▶ What is expected:
Decide whether each statement below agrees with the text on a baby's sleep routine. Answer yes or no for each, quoting the words of the text that decide it.
1. The breastfeeding counselor suggested first practicing putting William down awake at one of his daytime naps.
2. Letting William cry while he learned to settle himself went on for about two weeks.
3. The calming music played while feeding William was turned up loud.

In the first few months, I was breastfeeding on demand, so there was no real pattern to his feeding times.  He tended to fall asleep as and when he needed it and we sort of fell into a regular daytime routine led by William.  This worked fine for us.  I was, and still am, a great believer in following the baby/child’s cues and not pushing them into anything before they are ready.

We did have one problem though.  At three months old, we were still struggling to settle William at night, and found ourselves still pacing the floor for hours until he had dropped off.  I asked the advice of one of the breastfeeding counsellors, Pam, at the drop-in clinic I attended.  She told me that the key is to try to encourage your baby to settle himself to sleep and to put them down in their cot awake.  In order to try to crack this at night-time, she suggested I try this for one of his daytime naps instead, when I was not so tired and had more willpower!  Once I’d cracked this, I would then have the confidence to do the same at night.  It did involve allowing William to cry a bit which I found extremely difficult, but this only lasted a couple of days. 

She also stressed the importance of a good night-time routine, so that baby feels secure and is familiar with the actions leading up to bedtime: bath, massage, milk, and songs/story.  I also used to play the same calming music at a low volume whilst feeding William.

This bedtime routine still works really well for us, and he goes down for his daytime nap without any fuss (most of the time!).  I can even adapt the timing of either daytime or night-time naps to fit in with whatever we happen to be doing occasionally and because he knows it so well he adapts.

When I think back now to my Earth Mother days, when I pooh pooh-ed the idea of routines as being cruel and too strict, I was being daft really.  After all, human beings are creatures of routine.  We eat, sleep and work/play at roughly the same times of day, every day, so it seems crazy to think that babies don’t need the same structure to their day.  Sure, there are the odd days when it’s just not possible to keep within their usual routine and they adapt very well but I’m convinced a simple routine helps to ensure a baby feels secure and happy as they know exactly what to expect next.

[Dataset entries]
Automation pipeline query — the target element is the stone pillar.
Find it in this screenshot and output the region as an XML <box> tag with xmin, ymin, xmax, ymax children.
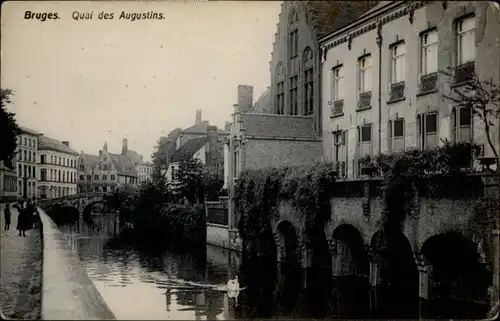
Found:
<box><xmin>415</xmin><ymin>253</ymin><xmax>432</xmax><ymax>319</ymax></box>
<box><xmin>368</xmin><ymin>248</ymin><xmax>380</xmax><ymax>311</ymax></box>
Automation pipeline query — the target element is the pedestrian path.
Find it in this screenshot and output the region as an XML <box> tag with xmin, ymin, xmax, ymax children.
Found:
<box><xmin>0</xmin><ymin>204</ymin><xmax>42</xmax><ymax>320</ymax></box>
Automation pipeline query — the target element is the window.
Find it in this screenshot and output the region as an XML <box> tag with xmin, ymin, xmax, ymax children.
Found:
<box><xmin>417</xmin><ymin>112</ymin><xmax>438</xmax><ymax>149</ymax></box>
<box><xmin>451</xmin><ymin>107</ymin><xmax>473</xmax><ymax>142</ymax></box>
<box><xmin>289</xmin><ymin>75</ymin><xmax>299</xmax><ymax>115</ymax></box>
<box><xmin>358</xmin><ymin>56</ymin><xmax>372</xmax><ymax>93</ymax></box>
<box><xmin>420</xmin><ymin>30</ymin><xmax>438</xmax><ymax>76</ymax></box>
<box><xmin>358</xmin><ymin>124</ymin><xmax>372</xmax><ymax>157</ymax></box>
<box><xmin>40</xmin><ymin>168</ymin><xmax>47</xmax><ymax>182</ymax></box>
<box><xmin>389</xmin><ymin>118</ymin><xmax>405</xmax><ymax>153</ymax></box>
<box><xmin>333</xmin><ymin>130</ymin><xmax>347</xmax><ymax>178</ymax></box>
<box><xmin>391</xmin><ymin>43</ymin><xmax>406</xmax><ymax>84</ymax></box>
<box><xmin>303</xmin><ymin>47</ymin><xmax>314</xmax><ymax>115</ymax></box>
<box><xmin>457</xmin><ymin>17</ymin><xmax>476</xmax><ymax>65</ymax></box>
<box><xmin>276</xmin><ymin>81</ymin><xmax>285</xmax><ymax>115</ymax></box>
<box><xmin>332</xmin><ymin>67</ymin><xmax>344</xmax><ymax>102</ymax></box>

▶ Solved exercise:
1. Yes: "she suggested I try this for one of his daytime naps instead, when I was not so tired and had more willpower!"
2. No: "but this only lasted a couple of days."
3. No: "I also used to play the same calming music at a low volume whilst feeding William."